(PAGE EXTRACT Opens)

Ron: The human body becomes the scene of art; so there’s portraiture, caricature and impersonation. Gender and identity is part of the mix; this was before RuPaul came to New York, so it was before the drag scene really took off. This was a period when androgyny was acceptable with David Bowie, and the New York Dolls, but full-on drag was still a bit segregated. It started particularly at Club 57; some of the major artists moved onto the Pyramid the next year in ’84 – ’85, and it explodes after that. I was in New York at the time, but I didn’t go to the East Side because it scared me too much, I always lived Uptown. The East Side was generally too dangerous, so actually doing the show was cool, because I wasn’t part of that scene.
Sophie: On one side we have androgyny and the male performance, and on the other side we have punk feminism, which was kind of linear to the fashions and personas that clubwomen and artists across the scene were making. Gender, sexuality and violence were all part of the vocabulary that you see in the performance and art. People were coming from all over to New York to reinvent themselves and get into the punk scene in ’77 and ’78, and then there’s this hybrid on the other side that leads to the explosion of the ‘80s.

(PAGE EXTRACT Closes)
(INFORMATION GIVEN Opens)

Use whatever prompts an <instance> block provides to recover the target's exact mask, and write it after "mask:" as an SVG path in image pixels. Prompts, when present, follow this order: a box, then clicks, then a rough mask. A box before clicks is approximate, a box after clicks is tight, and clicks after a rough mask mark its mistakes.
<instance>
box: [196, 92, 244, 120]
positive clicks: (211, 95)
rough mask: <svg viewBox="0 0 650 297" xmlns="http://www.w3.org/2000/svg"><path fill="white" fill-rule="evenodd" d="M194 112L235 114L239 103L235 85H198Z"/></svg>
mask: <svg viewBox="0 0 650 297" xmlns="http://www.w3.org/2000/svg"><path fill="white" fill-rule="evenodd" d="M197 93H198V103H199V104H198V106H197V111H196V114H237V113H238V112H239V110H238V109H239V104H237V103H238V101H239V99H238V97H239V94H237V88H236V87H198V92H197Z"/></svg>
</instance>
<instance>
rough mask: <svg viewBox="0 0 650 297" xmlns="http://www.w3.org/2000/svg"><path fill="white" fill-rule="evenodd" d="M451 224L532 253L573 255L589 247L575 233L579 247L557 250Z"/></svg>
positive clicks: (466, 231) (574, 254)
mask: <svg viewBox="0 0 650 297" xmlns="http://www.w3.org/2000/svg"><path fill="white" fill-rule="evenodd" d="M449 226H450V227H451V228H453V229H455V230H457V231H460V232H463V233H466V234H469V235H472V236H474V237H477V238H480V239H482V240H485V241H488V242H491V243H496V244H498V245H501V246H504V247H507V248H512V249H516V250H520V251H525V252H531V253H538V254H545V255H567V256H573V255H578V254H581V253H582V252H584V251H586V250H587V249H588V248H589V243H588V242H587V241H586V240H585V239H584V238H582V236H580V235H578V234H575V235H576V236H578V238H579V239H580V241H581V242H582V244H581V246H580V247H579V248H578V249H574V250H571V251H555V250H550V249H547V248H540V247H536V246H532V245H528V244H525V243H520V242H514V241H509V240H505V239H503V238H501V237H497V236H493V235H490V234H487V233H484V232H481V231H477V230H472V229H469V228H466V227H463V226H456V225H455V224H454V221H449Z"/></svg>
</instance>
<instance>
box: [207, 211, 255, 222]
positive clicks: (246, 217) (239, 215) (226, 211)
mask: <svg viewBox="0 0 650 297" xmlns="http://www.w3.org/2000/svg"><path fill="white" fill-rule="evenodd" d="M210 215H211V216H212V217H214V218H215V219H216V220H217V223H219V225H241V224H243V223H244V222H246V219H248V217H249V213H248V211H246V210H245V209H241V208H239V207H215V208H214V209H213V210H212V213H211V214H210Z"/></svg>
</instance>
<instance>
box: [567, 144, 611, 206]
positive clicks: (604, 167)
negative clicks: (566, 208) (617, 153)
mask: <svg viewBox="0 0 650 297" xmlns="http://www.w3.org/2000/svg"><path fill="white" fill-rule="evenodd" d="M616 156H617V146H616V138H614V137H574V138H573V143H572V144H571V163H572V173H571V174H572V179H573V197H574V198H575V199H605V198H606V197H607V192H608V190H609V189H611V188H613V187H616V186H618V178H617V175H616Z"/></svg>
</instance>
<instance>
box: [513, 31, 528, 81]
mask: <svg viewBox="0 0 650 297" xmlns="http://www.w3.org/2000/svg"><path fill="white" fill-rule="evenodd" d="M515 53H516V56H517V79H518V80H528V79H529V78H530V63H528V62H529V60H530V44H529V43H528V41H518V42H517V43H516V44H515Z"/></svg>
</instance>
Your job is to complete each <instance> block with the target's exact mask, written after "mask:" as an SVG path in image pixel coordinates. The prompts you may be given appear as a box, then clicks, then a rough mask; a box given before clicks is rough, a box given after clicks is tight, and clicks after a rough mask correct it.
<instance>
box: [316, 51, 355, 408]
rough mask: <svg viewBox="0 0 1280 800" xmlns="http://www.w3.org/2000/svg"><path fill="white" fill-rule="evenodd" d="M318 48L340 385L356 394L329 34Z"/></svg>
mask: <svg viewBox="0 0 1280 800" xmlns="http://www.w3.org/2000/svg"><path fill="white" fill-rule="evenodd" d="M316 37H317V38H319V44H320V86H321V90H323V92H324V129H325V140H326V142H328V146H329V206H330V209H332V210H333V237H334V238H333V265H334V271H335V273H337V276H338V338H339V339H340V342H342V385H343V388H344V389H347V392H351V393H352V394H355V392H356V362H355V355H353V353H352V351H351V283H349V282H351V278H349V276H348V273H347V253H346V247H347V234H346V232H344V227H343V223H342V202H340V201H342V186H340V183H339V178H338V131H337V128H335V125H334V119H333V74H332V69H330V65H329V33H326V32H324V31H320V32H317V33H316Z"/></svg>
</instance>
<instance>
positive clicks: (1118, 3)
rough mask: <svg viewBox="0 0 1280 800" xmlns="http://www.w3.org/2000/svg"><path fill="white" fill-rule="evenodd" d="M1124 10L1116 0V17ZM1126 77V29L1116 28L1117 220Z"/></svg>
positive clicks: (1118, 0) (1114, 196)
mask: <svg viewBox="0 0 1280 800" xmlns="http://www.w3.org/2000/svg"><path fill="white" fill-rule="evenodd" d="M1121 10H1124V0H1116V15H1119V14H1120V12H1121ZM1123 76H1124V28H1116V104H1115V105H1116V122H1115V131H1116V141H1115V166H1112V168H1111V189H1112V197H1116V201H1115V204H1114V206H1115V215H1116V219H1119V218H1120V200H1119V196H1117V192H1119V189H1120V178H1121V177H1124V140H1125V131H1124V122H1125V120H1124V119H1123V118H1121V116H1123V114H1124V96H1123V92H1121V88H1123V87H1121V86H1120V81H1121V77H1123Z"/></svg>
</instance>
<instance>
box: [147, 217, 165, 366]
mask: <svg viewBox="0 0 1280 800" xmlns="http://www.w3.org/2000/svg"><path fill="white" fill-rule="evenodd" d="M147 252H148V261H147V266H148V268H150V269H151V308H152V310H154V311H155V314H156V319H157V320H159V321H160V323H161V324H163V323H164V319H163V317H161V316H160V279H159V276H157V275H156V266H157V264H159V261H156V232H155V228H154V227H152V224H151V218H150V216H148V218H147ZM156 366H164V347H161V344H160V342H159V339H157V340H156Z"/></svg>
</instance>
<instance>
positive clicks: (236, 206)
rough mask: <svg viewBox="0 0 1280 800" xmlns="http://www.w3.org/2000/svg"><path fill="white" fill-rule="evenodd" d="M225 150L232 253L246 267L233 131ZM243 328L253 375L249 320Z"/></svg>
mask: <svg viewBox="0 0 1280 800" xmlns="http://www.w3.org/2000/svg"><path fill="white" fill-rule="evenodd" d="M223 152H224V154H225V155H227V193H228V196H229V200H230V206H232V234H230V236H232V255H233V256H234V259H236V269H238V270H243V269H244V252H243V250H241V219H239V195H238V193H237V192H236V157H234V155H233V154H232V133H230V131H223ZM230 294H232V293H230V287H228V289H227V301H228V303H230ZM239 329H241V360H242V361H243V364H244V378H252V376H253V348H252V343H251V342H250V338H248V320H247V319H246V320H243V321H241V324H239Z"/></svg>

(INFORMATION GIVEN Closes)

• INSTRUCTIONS TO FOLLOW: In the interview excerpt, which club does Ron say some of the major artists moved to the following year, in ’84 – ’85?

• FINISHED EXERCISE: The Pyramid.